- _SHORT EXERCISE 1_:
Show each line of the records that contains the string "drop", treating uppercase and lowercase as different.

- _TEXT EXCERPT_:
>> begin
Because I originally wanted to put it into executor.

>> +/*
>> + * Handle INSERT message.
>> + */
>> +static void
>> +handle_insert(StringInfo s)
>> +{
>> +    LogicalRepRelMapEntry *rel;
>> +    LogicalRepTupleData    newtup;
>> +    LogicalRepRelId        relid;
>> +    EState               *estate;
>> +    TupleTableSlot       *remoteslot;
>> +    MemoryContext        oldctx;
>> +
>> +    ensure_transaction();
>> +
>> +    relid = logicalrep_read_insert(s, &newtup);
>> +    rel = logicalreprel_open(relid, RowExclusiveLock);
>> +
>> +    /* Initialize the executor state. */
>> +    estate = create_estate_for_relation(rel);
>> +    remoteslot = ExecInitExtraTupleSlot(estate);
>> +    ExecSetSlotDescriptor(remoteslot, RelationGetDescr(rel->rel));
>
> This seems incredibly expensive for replicating a lot of rows.

You mean because of create_estate_for_relation()?

>
>> +/*
>> + * Search the relation 'rel' for tuple using the replication index.
>> + *
>> + * If a matching tuple is found lock it with lockmode, fill the slot with its
>> + * contents and return true, return false is returned otherwise.
>> + */
>> +static bool
>> +tuple_find_by_replidx(Relation rel, LockTupleMode lockmode,
>> +                      TupleTableSlot *searchslot, TupleTableSlot *slot)
>> end
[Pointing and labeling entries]
>> begin
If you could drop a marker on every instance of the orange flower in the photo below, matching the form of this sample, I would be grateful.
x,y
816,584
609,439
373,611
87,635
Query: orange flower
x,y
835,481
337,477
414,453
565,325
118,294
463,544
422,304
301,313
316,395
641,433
>> end
>> begin
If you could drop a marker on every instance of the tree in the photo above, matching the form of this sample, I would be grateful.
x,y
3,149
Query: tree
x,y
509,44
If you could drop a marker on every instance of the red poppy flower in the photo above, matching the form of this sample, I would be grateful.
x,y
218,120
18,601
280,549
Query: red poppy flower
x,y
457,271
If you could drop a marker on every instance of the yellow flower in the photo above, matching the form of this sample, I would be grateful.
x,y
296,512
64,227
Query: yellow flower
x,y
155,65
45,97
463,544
>> end
- _SHORT EXERCISE 2_:
Resume the code review of the logical replication patch, picking up right after its final line.

- _EXPECTED ANSWER 1_:
If you could drop a marker on every instance of the orange flower in the photo below, matching the form of this sample, I would be grateful.
If you could drop a marker on every instance of the tree in the photo above, matching the form of this sample, I would be grateful.
If you could drop a marker on every instance of the red poppy flower in the photo above, matching the form of this sample, I would be grateful.
If you could drop a marker on every instance of the yellow flower in the photo above, matching the form of this sample, I would be grateful.

- _EXPECTED ANSWER 2_:
>> +{
>> +    HeapTuple        scantuple;
>> +    ScanKeyData        skey[INDEX_MAX_KEYS];
>> +    IndexScanDesc    scan;
>> +    SnapshotData    snap;
>> +    TransactionId    xwait;
>> +    Oid                idxoid;
>> +    Relation        idxrel;
>> +    bool            found;
>> +
>> +    /* Open REPLICA IDENTITY index.*/
>> +    idxoid = RelationGetReplicaIndex(rel);
>> +    if (!OidIsValid(idxoid))
>> +    {
>> +        elog(ERROR, "could not find configured replica identity for table \"%s\"",
>> +             RelationGetRelationName(rel));
>> +        return false;
>> +    }
>> +    idxrel = index_open(idxoid, RowExclusiveLock);
>> +
>> +    /* Start an index scan. */
>> +    InitDirtySnapshot(snap);
>> +    scan = index_beginscan(rel, idxrel, &snap,
>> +                           RelationGetNumberOfAttributes(idxrel),
>> +                           0);
>> +
>> +    /* Build scan key. */
>> +    build_replindex_scan_key(skey, rel, idxrel, searchslot);
>> +
>> +retry:
>> +    found = false;
>> +
>> +    index_rescan(scan, skey, RelationGetNumberOfAttributes(idxrel), NULL, 0);
>> +
>> +    /* Try to find the tuple */
>> +    if ((scantuple = index_getnext(scan, ForwardScanDirection)) != NULL)
>> +    {
>> +        found = true;
>> +        ExecStoreTuple(scantuple, slot, InvalidBuffer, false);
>> +        ExecMaterializeSlot(slot);
>> +
>> +        xwait = TransactionIdIsValid(snap.xmin) ?
>> +            snap.xmin : snap.xmax;
>> +
>> +        /*
>> +         * If the tuple is locked, wait for locking transaction to finish
>> +         * and retry.
>> +         */
>> +        if (TransactionIdIsValid(xwait))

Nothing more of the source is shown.